* INPUT
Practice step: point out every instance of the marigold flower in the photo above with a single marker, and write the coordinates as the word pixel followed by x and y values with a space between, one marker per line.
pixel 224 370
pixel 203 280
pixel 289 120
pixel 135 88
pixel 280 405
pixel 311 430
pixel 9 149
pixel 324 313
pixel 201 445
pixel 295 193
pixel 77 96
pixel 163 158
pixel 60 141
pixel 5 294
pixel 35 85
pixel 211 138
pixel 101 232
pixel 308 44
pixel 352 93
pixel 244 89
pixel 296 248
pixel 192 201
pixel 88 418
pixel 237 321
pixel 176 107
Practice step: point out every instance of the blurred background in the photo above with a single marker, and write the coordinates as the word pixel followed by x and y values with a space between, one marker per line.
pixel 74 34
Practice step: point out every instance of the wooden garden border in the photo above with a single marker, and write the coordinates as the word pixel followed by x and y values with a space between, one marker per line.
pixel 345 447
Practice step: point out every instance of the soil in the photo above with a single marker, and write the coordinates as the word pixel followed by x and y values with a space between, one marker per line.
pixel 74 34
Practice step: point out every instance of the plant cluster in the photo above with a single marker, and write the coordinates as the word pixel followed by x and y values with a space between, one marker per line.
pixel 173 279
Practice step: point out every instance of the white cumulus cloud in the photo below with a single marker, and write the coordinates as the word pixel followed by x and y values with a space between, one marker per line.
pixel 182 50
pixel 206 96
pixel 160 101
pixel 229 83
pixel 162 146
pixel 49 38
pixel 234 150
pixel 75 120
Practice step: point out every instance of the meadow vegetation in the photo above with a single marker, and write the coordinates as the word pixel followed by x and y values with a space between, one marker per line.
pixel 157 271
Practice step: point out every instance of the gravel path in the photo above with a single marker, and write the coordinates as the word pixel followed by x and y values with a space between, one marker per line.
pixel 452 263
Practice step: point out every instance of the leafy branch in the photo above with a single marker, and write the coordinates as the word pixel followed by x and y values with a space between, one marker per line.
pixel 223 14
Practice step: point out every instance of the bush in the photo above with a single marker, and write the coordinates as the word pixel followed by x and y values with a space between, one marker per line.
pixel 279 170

* TASK DIRECTIONS
Give every line of the material again, exactly as it reads.

* PROBLEM SOLUTION
Practice step: point out every instance of the marigold flower in the photo above with a single marker, and write the coordinates as the word pixel followed by x and y values with a space between, one marker per line.
pixel 224 370
pixel 203 280
pixel 289 120
pixel 135 88
pixel 280 405
pixel 311 430
pixel 9 149
pixel 324 313
pixel 201 445
pixel 295 193
pixel 77 96
pixel 163 158
pixel 60 141
pixel 5 294
pixel 35 85
pixel 211 138
pixel 101 232
pixel 308 44
pixel 352 93
pixel 244 89
pixel 296 248
pixel 192 201
pixel 88 418
pixel 237 321
pixel 176 107
Practice step: point out every instance of the blurred background in the photo above with a single marker, and write the coordinates as the word pixel followed by x and y values with a space between, one marker per line.
pixel 74 34
Practice step: point out every instance of the wooden garden border in the photo above with a single marker, and write the coordinates as the word pixel followed by x and y values with a space between, one marker per line.
pixel 345 447
Practice step: point out every instance of the soil in the photo above with a single marker, and write the coordinates as the word pixel followed by x and y values with a space between, one marker per line.
pixel 74 34
Practice step: point out every instance of the plant cluster in the photo above with a single marker, and write the coordinates as the word pixel followed by x and y values with a space between, one marker per line.
pixel 173 279
Practice step: point out every instance of the white cumulus cloud in the photo below with a single marker, and write the coordinates as the word pixel followed by x and y values with a space between, one marker per line.
pixel 182 50
pixel 206 96
pixel 160 101
pixel 229 83
pixel 162 146
pixel 49 38
pixel 234 150
pixel 75 120
Practice step: point out every instance of the meadow vegetation in the photo above with a single marker, and write the coordinates as the word pixel followed by x and y values with a space between, one marker per line.
pixel 157 271
Practice step: point out every instance of the gravel path in the photo above with a single marker, and write the coordinates as the word pixel followed by x and y values with a space between, one marker per line.
pixel 452 263
Practice step: point out every instance of the leafy branch in the photo above with a single marker, and write the coordinates as the word pixel followed by x and y values with a space between, one marker per line.
pixel 223 14
Practice step: point out every instance of the bush in the photo above with a single marker, and write the coordinates as the word pixel followed by x and y values with a space between, one marker per line.
pixel 279 170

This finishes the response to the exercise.